We haven’t had rain in a few weeks, and things at Old World Wisconsin (the outdoor living history museum where I work) are very hot and dry.  We closed down to a skeleton crew on Thursday because the heat index was over 100 degrees.  Only 25 visitors came the entire day.  I worked both yesterday and today, and now I have my swollen ankles propped up on the couch.  I don’t have air conditioning at home, either, but I do have a ceiling fan and a strategic plan to keep the house cool.  That plan involves making it as dark and cave-like as possible.  Here are some other tips for surviving the heat:

  • cheat on the number of petticoats you wear  (I went down to only one, but I don’t think anyone knew).

  • hide a wet dishcloth under your skirts or drape one around your neck.

(Provided data):
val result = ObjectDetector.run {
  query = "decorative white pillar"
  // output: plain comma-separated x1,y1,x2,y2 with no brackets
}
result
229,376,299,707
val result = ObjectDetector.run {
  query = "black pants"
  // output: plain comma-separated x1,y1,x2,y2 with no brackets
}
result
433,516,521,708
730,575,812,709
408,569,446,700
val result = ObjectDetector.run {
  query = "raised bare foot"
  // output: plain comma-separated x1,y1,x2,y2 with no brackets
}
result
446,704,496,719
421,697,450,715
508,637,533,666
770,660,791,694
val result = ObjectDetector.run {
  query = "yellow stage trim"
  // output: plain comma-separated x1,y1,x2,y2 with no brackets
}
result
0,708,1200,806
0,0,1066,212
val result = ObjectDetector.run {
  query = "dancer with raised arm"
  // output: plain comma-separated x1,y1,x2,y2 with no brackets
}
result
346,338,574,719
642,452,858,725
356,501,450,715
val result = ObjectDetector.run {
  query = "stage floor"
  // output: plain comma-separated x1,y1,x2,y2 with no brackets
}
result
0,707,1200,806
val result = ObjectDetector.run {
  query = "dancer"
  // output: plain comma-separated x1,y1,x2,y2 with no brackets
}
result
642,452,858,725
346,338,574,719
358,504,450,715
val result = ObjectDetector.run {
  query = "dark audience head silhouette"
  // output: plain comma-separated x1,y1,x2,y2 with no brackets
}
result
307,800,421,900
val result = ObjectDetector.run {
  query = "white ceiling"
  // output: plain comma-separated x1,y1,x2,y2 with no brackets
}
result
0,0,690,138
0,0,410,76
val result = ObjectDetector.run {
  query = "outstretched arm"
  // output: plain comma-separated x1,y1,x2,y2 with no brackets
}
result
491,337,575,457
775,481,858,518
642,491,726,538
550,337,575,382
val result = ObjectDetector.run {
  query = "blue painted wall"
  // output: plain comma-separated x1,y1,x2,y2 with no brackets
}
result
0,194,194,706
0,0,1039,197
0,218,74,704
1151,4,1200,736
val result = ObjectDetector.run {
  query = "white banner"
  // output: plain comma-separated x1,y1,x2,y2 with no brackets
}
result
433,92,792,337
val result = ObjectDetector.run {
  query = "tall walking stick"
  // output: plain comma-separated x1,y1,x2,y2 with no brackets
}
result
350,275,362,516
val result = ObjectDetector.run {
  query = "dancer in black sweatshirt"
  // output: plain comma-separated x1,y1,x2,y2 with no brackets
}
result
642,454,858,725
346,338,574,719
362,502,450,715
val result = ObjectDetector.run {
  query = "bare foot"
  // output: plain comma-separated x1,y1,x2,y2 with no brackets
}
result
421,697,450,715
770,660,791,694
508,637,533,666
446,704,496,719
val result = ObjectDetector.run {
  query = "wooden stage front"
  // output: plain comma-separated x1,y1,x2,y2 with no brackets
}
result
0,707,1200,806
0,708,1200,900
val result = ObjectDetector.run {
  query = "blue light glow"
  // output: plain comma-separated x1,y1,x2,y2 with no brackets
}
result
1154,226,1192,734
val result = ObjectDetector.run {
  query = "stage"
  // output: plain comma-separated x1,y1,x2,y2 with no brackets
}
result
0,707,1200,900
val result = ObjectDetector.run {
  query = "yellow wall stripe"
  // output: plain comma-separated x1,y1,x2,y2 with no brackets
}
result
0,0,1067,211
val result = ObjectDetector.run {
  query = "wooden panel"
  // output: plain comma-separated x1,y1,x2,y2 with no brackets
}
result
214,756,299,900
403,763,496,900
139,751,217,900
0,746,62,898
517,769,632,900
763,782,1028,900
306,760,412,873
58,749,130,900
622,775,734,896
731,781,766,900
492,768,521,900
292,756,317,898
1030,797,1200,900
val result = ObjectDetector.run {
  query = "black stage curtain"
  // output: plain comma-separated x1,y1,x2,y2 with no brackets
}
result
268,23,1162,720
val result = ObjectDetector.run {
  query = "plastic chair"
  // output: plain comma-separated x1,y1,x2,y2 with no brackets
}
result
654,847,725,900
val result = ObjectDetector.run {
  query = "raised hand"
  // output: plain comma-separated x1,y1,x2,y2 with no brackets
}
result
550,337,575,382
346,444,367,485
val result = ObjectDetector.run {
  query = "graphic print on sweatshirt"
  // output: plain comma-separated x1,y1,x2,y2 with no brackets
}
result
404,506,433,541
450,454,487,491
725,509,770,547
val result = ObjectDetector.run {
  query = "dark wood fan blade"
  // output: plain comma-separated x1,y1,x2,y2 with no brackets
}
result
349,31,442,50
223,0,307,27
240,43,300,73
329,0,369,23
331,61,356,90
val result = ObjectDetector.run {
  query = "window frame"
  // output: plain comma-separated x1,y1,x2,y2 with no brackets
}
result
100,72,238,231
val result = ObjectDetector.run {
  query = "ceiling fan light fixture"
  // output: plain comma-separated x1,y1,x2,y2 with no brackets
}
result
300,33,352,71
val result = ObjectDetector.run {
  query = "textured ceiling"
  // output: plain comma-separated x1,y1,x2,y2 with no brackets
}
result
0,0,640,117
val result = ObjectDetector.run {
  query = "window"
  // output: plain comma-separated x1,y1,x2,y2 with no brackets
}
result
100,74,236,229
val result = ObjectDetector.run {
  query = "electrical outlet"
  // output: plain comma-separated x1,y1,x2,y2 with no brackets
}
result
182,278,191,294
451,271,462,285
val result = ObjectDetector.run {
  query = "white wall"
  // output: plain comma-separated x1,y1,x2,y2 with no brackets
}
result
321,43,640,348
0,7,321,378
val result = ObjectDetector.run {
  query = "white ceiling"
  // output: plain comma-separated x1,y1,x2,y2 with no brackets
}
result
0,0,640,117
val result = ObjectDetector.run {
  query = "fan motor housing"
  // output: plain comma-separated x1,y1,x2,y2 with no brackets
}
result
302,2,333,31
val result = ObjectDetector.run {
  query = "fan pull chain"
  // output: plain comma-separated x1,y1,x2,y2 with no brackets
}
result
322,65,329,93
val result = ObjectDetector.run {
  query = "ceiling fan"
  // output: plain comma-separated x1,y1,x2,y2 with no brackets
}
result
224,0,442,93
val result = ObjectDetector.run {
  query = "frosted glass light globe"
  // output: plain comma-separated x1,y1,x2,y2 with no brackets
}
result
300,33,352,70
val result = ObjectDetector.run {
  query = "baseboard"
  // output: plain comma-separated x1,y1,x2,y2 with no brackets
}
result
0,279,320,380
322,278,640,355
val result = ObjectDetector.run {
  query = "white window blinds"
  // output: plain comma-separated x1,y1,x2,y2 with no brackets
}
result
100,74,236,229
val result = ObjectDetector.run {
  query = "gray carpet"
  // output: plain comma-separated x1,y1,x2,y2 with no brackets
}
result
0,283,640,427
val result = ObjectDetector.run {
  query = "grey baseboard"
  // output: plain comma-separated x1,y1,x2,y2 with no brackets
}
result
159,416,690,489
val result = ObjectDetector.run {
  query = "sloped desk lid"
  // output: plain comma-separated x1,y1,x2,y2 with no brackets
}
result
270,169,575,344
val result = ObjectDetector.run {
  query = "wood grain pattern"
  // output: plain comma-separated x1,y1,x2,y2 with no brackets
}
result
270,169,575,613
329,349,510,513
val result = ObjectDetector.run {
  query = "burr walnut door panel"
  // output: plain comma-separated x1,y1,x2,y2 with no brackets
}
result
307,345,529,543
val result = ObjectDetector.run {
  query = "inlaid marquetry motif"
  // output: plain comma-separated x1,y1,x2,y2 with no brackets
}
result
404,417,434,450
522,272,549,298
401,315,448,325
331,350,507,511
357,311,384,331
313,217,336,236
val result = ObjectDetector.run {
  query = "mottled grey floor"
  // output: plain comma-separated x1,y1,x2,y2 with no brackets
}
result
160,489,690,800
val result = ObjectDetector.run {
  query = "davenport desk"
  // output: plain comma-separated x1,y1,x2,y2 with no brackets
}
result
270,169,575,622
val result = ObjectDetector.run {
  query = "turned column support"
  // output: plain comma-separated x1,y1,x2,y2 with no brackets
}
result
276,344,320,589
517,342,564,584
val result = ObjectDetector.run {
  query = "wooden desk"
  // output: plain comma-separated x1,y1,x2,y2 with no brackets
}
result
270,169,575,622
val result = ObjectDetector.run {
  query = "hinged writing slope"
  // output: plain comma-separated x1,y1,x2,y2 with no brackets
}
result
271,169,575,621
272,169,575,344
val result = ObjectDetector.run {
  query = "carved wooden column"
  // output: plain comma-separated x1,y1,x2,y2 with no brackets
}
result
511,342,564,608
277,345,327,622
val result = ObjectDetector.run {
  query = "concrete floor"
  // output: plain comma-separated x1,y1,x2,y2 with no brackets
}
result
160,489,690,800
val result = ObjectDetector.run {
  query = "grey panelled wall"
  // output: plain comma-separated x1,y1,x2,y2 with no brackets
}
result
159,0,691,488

(To do):
**1)** Answer these questions from the post about the heat at Old World Wisconsin:
(a) How many visitors came to the museum on Thursday?
(b) What does the writer have at home in place of air conditioning?
(c) How many petticoats did the writer wear after cutting back?
**2)** Decide whether each statement agrees with the post about the heat at Old World Wisconsin. Answer yes or no, and quote the words from the post that settle it.
(a) The museum shut completely on Thursday.
(b) The writer has no air conditioning at home.
(c) The writer's plan for a cool house involves keeping it dark.
**3)** Give a continuation of the post about the heat at Old World Wisconsin, starting after its last line.

(Results of the exercise):
**1)**
(a) 25 visitors.
(b) A ceiling fan.
(c) Only one.

**2)**
(a) No: "We closed down to a skeleton crew on Thursday"
(b) Yes: "I don’t have air conditioning at home, either"
(c) Yes: "That plan involves making it as dark and cave-like as possible."

**3)**
  • plunge your hands and wrists into cold water from the pump.

  • skip the corset, if you dare (I haven’t tried this yet).

  • move as little as possible.  This means I opt for sewing over playing the pump organ.

  • drink lots of water and stay in the shade (well, that’s obvious).

  • take a cue from the oxen, Ted & Bear, and get a friend to lick your ears.  Strategic evaporation, you know.

Hmm.  That sounds rather interesting….I think I’ll go find out what Steve is up to.  ‘Bye!